Dataset records about object locations:

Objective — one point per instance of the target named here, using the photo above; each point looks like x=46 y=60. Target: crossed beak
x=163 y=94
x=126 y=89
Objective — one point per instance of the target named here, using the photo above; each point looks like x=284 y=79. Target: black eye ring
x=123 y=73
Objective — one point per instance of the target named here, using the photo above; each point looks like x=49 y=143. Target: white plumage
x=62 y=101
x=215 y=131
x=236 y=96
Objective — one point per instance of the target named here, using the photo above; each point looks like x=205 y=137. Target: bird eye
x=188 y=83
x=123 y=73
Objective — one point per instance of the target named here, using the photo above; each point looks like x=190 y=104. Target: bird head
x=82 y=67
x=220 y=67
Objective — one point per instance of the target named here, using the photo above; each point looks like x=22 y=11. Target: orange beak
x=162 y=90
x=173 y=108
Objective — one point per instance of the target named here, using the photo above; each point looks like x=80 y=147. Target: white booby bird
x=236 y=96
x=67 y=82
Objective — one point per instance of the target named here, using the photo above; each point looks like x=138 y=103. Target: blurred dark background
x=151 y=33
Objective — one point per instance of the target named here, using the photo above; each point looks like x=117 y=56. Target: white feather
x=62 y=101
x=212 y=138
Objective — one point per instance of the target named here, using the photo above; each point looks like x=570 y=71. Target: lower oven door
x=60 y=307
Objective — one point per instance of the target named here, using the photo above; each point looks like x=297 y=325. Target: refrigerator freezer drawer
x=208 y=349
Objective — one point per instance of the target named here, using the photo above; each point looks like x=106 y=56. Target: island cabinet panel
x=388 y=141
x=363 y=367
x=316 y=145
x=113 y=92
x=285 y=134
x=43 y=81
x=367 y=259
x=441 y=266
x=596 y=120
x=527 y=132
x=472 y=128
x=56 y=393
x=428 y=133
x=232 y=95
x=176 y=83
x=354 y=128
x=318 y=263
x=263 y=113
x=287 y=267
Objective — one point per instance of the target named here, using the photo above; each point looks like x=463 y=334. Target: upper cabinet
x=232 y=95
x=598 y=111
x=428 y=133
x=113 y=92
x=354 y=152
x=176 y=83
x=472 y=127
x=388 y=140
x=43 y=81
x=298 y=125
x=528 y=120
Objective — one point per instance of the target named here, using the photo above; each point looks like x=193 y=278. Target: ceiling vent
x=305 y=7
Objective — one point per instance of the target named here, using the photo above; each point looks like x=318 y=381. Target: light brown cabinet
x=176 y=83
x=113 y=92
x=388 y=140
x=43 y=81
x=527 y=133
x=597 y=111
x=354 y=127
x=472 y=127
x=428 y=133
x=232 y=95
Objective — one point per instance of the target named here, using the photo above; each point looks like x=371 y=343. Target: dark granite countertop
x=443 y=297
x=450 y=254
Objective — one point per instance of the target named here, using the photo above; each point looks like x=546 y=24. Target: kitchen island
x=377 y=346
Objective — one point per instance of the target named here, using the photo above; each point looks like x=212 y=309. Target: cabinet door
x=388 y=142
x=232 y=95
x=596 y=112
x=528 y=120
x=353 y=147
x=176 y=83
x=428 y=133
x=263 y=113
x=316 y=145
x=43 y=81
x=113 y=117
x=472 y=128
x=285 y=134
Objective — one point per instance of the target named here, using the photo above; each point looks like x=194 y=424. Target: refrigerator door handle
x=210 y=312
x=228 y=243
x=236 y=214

Work required = Starting with the line that contains "Target: kitchen island" and going on through the end of the material, write those lines out again, swapping "refrigerator" for "fridge" and leaving everything else the same.

Expected answer =
Objective — one point per instance of the target named here, using the photo above; each point looks like x=546 y=24. Target: kitchen island
x=377 y=346
Objective — one point per instance of the target named here, using the photo above; each point looks like x=212 y=309. Target: cabinet door
x=388 y=142
x=232 y=95
x=596 y=112
x=528 y=120
x=353 y=147
x=176 y=83
x=428 y=133
x=263 y=113
x=316 y=145
x=43 y=81
x=113 y=117
x=472 y=128
x=285 y=134
Objective — one point per instance of the target named here, using the photo above; each point looks like x=194 y=424. Target: fridge door handle
x=210 y=312
x=228 y=243
x=236 y=214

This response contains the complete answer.